##### Texte fourni
Selon Larousse : « est évident ce qui est immédiatement perçu comme vrai ». Que se passe-t-il, au pays de Descartes où depuis des siècles, nous tâchons d’éviter l’évidence en cherchant la preuve ? Voici que se télescopent des foules de nouvelles qui se succèdent ou se contredisent. De la diffusion de ces données sans retenue ni contrôle, sont avant tout responsables les médias et autres réseaux sociaux. Avec bien sûr la responsabilité ou la complicité des récepteurs et des scripteurs eux-mêmes, ceux qui lisent tout complaisamment et à plus forte raison ceux qui rédigent ou transfèrent fausses nouvelles ou prétendues vérités.

Feu la règle qui prévalait en journalisme, de vérifier ou du moins croiser les informations. Elle est remplacée par la « nécessité » (entre guillemets) de publier parmi les premiers, ce afin de captiver la clientèle au profit des annonceurs. Souvenons-nous de qui avouait tranquillement livrer aux vendeurs, du temps de cerveaux disponibles !
##########
##### Entrées de données
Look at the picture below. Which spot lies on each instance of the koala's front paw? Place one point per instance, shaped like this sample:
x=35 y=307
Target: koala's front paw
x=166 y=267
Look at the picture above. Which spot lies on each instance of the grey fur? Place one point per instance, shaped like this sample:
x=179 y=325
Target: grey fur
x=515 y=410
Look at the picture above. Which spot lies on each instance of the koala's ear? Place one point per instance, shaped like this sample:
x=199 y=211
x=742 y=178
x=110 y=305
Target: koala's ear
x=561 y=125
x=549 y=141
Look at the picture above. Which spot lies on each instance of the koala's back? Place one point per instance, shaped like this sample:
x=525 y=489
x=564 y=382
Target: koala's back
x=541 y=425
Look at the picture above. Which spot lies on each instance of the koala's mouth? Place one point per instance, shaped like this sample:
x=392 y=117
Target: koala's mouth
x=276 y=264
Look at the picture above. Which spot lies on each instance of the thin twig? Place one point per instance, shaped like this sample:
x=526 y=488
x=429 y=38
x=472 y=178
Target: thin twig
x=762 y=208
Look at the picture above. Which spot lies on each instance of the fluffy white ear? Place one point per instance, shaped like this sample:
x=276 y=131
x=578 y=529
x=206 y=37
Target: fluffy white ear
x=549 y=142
##########
** Consignes **
Répondez aux questions suivantes en vous fondant sur le texte fourni.
(a) D'après la définition de Larousse citée dans le texte fourni, qu'est-ce qui est évident ?
(b) Quelle règle prévalait autrefois en journalisme ?
(c) Par quoi cette règle a-t-elle été remplacée ?

** Réponse attendue **
(a) Est évident ce qui est immédiatement perçu comme vrai.
(b) La règle consistait à vérifier, ou du moins à croiser, les informations.
(c) Elle a été remplacée par la « nécessité » de publier parmi les premiers, afin de captiver la clientèle au profit des annonceurs.